---- ROWS

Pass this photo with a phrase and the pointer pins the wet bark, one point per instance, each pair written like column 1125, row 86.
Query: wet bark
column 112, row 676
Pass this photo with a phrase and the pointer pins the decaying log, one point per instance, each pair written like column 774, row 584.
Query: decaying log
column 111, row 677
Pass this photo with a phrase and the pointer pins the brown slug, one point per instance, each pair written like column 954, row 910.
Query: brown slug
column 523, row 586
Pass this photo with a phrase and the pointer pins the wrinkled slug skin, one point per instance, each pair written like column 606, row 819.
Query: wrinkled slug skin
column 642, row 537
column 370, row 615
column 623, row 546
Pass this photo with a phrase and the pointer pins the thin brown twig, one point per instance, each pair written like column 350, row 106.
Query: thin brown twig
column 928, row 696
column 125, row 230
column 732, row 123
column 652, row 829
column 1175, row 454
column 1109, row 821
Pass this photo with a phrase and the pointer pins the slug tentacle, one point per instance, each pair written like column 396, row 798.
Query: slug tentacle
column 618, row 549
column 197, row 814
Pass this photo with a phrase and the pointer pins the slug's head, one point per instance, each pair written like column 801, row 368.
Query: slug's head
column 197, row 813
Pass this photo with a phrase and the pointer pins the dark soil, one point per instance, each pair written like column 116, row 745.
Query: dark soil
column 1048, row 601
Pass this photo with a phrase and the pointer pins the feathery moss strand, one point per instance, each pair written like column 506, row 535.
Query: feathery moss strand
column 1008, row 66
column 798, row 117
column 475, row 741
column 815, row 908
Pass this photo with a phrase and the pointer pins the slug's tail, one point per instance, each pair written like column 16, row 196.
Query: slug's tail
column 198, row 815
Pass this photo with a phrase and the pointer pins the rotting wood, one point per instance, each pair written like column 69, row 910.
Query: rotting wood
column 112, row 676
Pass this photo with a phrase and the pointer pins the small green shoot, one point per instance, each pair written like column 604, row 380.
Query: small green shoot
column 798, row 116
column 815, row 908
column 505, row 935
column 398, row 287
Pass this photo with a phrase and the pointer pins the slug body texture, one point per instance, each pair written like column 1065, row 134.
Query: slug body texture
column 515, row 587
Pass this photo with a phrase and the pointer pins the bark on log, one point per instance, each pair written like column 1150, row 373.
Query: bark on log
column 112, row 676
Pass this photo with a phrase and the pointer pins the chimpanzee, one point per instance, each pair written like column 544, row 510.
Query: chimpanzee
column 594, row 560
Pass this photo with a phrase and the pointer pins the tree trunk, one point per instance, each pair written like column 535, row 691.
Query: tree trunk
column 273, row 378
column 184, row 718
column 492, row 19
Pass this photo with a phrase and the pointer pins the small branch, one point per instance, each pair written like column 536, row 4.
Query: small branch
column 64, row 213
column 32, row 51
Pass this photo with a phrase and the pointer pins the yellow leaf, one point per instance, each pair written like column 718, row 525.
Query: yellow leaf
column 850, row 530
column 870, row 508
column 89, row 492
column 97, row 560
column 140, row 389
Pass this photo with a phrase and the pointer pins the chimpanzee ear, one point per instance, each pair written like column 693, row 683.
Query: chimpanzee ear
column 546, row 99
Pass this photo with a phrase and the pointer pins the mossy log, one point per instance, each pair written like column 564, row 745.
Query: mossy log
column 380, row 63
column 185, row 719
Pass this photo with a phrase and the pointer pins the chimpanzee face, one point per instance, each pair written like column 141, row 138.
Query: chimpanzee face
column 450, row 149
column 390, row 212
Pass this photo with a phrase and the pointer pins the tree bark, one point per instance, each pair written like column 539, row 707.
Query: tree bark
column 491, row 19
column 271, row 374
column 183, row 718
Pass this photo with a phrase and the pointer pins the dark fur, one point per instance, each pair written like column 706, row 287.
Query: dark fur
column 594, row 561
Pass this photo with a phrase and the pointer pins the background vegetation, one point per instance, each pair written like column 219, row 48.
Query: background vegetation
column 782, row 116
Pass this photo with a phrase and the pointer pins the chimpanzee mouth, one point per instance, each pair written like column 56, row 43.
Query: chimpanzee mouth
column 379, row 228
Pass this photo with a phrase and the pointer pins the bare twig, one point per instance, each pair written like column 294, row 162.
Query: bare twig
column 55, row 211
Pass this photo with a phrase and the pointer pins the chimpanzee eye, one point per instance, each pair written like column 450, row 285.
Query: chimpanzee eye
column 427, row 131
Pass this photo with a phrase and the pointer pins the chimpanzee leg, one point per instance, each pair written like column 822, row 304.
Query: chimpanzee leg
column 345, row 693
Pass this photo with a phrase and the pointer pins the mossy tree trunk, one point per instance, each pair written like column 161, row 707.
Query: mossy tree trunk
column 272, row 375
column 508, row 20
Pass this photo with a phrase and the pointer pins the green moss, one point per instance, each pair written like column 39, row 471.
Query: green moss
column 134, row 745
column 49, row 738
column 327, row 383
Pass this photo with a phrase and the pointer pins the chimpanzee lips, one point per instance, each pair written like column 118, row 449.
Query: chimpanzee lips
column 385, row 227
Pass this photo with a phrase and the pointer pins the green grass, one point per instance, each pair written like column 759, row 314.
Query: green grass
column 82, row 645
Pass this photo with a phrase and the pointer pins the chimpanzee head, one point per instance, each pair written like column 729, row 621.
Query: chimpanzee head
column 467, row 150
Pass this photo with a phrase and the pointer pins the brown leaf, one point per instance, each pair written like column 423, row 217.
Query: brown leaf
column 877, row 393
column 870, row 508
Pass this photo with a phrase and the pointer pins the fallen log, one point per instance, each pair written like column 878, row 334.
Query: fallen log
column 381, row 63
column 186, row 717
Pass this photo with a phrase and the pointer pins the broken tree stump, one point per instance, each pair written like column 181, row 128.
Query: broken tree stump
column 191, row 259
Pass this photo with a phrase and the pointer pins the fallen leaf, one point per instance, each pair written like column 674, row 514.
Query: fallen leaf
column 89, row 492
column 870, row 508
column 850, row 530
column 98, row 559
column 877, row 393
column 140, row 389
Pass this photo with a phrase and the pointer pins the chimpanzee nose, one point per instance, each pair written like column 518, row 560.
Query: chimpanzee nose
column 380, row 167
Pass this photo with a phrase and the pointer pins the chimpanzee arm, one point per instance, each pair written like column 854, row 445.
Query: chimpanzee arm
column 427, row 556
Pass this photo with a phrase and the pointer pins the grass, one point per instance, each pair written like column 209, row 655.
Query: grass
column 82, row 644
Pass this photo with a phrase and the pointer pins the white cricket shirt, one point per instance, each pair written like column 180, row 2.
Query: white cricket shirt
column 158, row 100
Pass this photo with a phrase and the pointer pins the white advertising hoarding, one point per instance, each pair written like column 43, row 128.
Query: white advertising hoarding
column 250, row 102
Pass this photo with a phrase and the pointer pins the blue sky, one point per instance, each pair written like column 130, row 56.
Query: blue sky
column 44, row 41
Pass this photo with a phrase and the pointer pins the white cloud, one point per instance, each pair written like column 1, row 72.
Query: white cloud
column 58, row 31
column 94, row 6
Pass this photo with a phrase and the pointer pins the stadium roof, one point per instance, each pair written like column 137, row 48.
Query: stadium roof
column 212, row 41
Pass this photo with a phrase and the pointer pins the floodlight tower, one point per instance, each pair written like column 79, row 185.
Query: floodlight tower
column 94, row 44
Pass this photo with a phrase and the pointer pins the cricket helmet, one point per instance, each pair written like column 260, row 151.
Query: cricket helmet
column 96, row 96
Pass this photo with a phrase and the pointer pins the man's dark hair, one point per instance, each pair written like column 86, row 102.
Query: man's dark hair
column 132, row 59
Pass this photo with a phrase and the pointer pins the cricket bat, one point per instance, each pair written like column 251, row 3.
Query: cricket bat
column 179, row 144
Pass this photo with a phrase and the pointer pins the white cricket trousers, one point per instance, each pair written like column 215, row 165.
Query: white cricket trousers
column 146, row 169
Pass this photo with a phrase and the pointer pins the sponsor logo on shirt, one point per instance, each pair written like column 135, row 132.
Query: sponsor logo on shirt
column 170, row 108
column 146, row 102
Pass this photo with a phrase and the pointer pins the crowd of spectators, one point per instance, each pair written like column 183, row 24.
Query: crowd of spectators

--------

▶ **THE EXERCISE**: Reproduce the entries from the start through the line with "column 111, row 677", changing "decaying log" to "fallen log" and leaving everything else unchanged.

▶ **THE SOLUTION**:
Pass this photo with a phrase and the pointer pins the wet bark, one point per instance, each pair written like column 1125, row 86.
Query: wet bark
column 112, row 676
Pass this photo with a phrase and the pointer pins the fallen log, one point per instance, each pair written like column 774, row 584.
Query: fallen log
column 111, row 677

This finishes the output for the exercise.